#### SET PROBLEM:
Transcribe the listing below word for word.

#### DATA PROVIDED:
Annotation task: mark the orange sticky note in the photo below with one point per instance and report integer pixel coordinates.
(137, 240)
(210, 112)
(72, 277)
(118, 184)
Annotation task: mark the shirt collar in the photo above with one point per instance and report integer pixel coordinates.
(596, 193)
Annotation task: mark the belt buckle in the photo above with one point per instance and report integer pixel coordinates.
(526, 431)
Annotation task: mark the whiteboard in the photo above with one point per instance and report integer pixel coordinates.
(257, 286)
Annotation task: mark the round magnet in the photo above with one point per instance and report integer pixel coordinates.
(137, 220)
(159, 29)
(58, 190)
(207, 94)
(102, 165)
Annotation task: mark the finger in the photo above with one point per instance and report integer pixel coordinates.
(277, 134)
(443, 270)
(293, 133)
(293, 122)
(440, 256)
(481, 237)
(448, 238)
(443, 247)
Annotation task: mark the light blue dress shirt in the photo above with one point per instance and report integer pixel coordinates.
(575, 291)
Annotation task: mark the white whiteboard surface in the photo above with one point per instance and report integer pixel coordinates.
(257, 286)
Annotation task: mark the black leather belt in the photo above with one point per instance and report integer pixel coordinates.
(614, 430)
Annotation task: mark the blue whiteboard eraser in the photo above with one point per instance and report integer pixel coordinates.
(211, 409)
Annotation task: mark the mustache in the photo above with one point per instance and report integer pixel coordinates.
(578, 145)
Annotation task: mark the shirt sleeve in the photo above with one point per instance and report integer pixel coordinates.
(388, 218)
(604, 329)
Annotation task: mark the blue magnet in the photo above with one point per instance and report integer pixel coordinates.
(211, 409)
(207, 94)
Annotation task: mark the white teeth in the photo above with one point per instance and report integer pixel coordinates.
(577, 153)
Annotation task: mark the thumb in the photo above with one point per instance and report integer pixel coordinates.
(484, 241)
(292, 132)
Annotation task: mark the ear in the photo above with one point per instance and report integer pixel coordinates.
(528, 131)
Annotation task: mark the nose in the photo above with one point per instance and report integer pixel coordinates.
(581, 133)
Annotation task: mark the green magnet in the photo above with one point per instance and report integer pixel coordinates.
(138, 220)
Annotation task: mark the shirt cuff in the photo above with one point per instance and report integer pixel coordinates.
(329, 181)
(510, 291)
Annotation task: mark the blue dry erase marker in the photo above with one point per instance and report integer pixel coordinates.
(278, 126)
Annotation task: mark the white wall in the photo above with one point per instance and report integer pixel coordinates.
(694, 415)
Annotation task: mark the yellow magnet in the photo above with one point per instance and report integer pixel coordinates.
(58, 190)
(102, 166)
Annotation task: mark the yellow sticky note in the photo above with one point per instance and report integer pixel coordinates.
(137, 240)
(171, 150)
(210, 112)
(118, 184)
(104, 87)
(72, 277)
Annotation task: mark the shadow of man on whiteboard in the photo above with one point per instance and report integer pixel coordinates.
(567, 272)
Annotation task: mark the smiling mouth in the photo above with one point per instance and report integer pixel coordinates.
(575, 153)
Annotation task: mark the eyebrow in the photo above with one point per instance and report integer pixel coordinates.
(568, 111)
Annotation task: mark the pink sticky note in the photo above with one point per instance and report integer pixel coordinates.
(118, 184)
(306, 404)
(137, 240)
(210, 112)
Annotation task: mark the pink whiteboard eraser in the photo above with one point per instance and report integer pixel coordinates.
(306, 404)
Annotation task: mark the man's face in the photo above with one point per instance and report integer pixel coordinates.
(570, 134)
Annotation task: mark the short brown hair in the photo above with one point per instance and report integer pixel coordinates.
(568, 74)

#### RESULT OF THIS TASK:
Annotation task: mark the orange sticky note in the photo below with one point per instance and report integer pixel coordinates.
(137, 240)
(210, 112)
(72, 277)
(118, 184)
Annotation task: mark the shirt collar in the photo above with one point per instance and report integer pixel coordinates.
(596, 193)
Annotation task: mark the belt buckle in the photo above with one point per instance and report integer pixel coordinates.
(526, 431)
Annotation task: mark the whiteboard in the photo above with one point per instance and report integer pixel coordinates.
(257, 286)
Annotation task: mark the round magnet in the photo above with one point per instance and report integer pixel coordinates.
(137, 220)
(159, 29)
(58, 190)
(207, 94)
(102, 165)
Annotation task: mark the finger in the photo above with one point per instance and report integer pixel coordinates.
(277, 134)
(443, 270)
(293, 133)
(293, 122)
(440, 256)
(481, 237)
(448, 238)
(443, 247)
Annotation task: mark the light blue dress shirt in the photo above with one point per instance and report integer pixel coordinates.
(575, 291)
Annotation task: mark the white whiteboard surface in the photo above with one point per instance and report integer pixel coordinates.
(257, 286)
Annotation task: mark the black leather belt in the photo above with one point per instance and report integer pixel coordinates.
(614, 430)
Annotation task: mark the blue whiteboard eraser in the photo above with one point per instance and report integer pixel coordinates.
(211, 409)
Annotation task: mark the mustache in the photo above with one point per instance and report integer pixel coordinates.
(578, 145)
Annotation task: mark the shirt sleeve in the photo above with one point per instance and report integer pixel coordinates.
(388, 218)
(604, 329)
Annotation task: mark the blue magnet in the photo above with one point per instance and report integer pixel coordinates.
(211, 409)
(207, 94)
Annotation task: mark the white teeth in the photo above with one point per instance and report integer pixel coordinates.
(577, 153)
Annotation task: mark the thumb in the photo above with one point per instance and report integer pixel coordinates.
(484, 241)
(292, 132)
Annotation task: mark the ear in the photo above with one point per instance and report integer pixel coordinates.
(528, 131)
Annotation task: mark the nose in the photo above with one point per instance and report integer pixel coordinates.
(581, 133)
Annotation task: mark the green magnet in the photo above with one point per instance and report integer pixel coordinates.
(138, 220)
Annotation task: mark the shirt cuff in the photo above with one point per instance and report integer pixel coordinates.
(329, 181)
(510, 291)
Annotation task: mark the blue dry erase marker in the photo above with one point per instance and report integer pixel coordinates.
(278, 126)
Annotation task: mark the white wall in the photo above with one point per instance and report integer pixel coordinates.
(694, 415)
Annotation task: mark the yellow magnet in the photo above with one point per instance and report integer pixel coordinates.
(58, 190)
(102, 166)
Annotation task: mark the yellow sticky note in the photo above with one point per instance and report integer pixel coordinates.
(137, 240)
(171, 150)
(210, 112)
(118, 184)
(104, 87)
(72, 277)
Annotation task: mark the shadow of man on whiteboard in the photo above with one point per instance and report integer pixel coordinates.
(567, 272)
Annotation task: mark the smiling mouth in the photo above with one point per instance and report integer pixel coordinates.
(575, 153)
Annotation task: mark the eyebrow in the photo above with one point per instance and report integer pixel coordinates.
(568, 111)
Annotation task: mark the pink sticky note in the photo above with one point per instance and report integer pixel coordinates.
(118, 184)
(306, 404)
(137, 240)
(210, 112)
Annotation task: mark the pink whiteboard eraser in the photo above with one point per instance and report integer pixel coordinates.
(306, 404)
Annotation task: mark the man's face in the photo above with one point per instance and report integer pixel coordinates.
(570, 134)
Annotation task: mark the short brown hair in the photo above with one point per instance and report integer pixel coordinates.
(568, 74)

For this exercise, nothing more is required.